[Text excerpt Boundary: Start]

Tibetan plateau has good reasons to take toilet revolution seriously

The "toilet revolution" has spread across the country, but in the ecologically fragile Qinghai-Tibet Plateau, the revolution has taken on its own form.

The “toilet revolution” has spread across the country, but in the ecologically fragile Qinghai-Tibet Plateau, the revolution has taken on its own form.

In the Yushu Tibetan Autonomous Prefecture in northwest China’s Qinghai Province, the local government has invested 4.1 million yuan (US$637,000) to promote the toilet revolution since 2015. So far, 25 public toilets have been built up in scenic areas in Yushu, each decorated in the traditional Tibetan wooden house style.

Economy on the plateau is relatively weak, while the ecosystem is extremely fragile.

“Ecologically and environment-friendly are two main features of our public toilets,” said Asha Yumhon, director of the tourism bureau of the prefecture. He said that to reduce the impact on the environment to the lowest level, cement, steel and tiles were not allowed during construction. All wooden materials used to build the toilets were pollution-free and antiseptic.

“Yushu City will be an important tourist and commercial city in Khams Tibetan-spoken areas,” he added. “The toilets are undoubtedly vital infrastructure for the city.”

The Khams Tibetan-spoken areas include Yushu in Qinghai, Sichuan’s Garze and Aba, Qamdo in Tibet, Diqing in Yunnan and Gannan in Gansu. 

The newly built toilets have been praised by local residents. The 1,300-year-old Princess Wencheng Temple is a popular destination in Yushu. “There was no toilet in the temple. The only sanitary facility was a prefabricated building. We have cleaner and more convenient public toilets now, besides a water and electricity supply system, a road and beautiful rooms here,” said Karma Tamdru, a monk at the temple.

Basic infrastructure in the prefecture has seen great improvement since devastating earthquakes struck the region in April 2010. Most residents only had dry toilets in their houses with no flushing water.

“We built a flush toilet during the post-earthquake reconstruction and started to run a family inn. The small toilet brought big changes for my family,” said Palting, a local herdsman.

According to statistics, Qinghai Province has invested 104 million yuan to build, rebuild and upgrade more than 1,000 toilets at tourist attractions since 2015. The province spent 38 million yuan on building, rebuilding and upgrading 377 public toilets last year.

Qinghai officials said they would further promote the toilet revolution in the coming years, lay down more scientific rules to deal with sanitary problems and improve the quality of tourism in the province.

In neighboring Tibet Autonomous Region, technologies including a waterless toilet system, foam-flushing and micro-biological degradation, have been tested or applied.

“The toilet revolution in Tibetan regions reflect a shift in perspective due to the urbanization of those areas,” said Losang Khedrup, a professor at Minzu University. “The revolution is a crucial part of building a moderately prosperous society, as well as the country’s rural revitalization strategy in Tibetan regions.”

[Text excerpt Boundary: End]

• **What to do**
Reproduce the toilet revolution article word for word from "In the Yushu" to "is extremely fragile.".

[Source information Boundary: Start]

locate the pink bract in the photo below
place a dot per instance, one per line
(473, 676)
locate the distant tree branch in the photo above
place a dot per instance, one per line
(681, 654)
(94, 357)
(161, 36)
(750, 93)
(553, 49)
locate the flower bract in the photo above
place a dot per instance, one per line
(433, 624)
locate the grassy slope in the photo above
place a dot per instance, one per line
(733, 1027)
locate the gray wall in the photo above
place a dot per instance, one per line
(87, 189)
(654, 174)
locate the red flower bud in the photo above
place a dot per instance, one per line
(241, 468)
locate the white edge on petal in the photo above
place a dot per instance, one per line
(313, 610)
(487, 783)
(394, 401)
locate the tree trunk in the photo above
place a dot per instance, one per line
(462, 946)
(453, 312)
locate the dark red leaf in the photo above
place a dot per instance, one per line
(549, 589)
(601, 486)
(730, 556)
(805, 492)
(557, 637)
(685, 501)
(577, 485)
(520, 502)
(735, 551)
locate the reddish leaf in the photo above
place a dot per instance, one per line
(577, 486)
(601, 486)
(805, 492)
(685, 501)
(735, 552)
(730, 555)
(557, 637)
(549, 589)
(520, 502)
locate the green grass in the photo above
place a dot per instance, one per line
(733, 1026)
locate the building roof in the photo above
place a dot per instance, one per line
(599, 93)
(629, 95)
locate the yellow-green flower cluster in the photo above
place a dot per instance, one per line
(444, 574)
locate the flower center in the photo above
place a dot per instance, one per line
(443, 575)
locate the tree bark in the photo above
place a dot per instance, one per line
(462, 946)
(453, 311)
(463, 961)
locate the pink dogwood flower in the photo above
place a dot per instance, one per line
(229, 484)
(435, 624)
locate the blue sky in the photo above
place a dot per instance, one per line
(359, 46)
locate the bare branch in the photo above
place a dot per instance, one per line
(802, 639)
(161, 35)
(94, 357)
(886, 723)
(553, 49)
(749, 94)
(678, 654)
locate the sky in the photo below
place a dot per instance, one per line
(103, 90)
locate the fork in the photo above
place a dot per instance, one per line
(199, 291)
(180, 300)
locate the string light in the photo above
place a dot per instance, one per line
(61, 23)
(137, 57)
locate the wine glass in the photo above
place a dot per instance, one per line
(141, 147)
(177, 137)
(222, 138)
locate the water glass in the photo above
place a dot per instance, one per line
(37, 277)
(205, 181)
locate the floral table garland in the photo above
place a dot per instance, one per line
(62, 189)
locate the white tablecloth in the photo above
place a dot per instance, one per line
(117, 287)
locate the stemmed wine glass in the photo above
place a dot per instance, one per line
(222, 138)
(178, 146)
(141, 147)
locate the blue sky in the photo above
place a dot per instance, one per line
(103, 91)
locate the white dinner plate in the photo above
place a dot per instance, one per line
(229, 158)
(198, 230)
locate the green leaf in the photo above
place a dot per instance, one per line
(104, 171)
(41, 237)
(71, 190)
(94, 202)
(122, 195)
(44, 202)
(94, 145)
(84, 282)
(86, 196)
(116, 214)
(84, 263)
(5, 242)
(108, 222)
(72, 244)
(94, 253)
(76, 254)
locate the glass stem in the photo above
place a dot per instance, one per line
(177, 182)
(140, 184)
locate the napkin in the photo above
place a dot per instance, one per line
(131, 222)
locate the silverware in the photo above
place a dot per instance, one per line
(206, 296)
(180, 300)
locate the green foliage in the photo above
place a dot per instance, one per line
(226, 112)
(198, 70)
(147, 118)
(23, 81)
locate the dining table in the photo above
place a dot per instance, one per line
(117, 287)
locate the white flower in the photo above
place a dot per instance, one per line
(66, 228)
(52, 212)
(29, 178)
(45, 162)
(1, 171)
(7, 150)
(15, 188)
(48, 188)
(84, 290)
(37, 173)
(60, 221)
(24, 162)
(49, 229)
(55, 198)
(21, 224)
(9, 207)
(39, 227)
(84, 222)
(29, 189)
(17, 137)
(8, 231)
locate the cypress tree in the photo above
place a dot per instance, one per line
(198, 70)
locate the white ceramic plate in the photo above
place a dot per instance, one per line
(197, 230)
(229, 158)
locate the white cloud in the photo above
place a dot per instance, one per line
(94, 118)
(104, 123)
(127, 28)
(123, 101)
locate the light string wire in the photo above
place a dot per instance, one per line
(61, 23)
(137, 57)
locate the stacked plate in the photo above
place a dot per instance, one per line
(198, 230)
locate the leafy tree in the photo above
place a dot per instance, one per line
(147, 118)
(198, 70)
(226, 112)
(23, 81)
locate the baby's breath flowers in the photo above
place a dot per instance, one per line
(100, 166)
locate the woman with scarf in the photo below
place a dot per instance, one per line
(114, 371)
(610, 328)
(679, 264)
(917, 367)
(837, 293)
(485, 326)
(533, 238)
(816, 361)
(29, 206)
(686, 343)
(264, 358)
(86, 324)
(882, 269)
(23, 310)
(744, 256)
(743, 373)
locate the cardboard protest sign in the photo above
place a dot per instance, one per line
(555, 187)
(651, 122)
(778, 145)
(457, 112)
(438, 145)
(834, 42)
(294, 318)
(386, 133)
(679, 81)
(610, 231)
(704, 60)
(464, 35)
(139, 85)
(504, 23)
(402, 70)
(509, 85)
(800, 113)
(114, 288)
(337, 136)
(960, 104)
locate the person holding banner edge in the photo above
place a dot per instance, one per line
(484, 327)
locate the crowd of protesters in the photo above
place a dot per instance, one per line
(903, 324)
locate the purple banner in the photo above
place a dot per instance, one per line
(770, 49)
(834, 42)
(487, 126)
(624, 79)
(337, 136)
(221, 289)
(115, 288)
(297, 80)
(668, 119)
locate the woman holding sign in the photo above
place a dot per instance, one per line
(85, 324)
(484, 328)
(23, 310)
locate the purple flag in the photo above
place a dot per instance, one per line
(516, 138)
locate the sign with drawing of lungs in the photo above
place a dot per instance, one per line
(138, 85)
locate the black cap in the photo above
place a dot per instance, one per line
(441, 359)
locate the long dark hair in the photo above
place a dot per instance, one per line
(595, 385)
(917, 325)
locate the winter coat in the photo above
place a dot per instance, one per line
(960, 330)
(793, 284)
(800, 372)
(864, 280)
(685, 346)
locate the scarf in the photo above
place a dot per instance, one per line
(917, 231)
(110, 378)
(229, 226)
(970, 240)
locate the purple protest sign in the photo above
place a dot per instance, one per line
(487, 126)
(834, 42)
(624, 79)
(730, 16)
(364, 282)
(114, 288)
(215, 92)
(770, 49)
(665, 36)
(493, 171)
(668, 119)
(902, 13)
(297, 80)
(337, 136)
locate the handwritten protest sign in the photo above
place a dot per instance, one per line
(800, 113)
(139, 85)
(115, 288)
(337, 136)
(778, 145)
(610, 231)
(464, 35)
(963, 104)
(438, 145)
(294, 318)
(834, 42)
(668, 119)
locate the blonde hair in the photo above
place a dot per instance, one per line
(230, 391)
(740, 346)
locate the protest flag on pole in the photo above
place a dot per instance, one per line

[Source information Boundary: End]

• **Final answer**
In the Yushu Tibetan Autonomous Prefecture in northwest China’s Qinghai Province, the local government has invested 4.1 million yuan (US$637,000) to promote the toilet revolution since 2015. So far, 25 public toilets have been built up in scenic areas in Yushu, each decorated in the traditional Tibetan wooden house style.

Economy on the plateau is relatively weak, while the ecosystem is extremely fragile.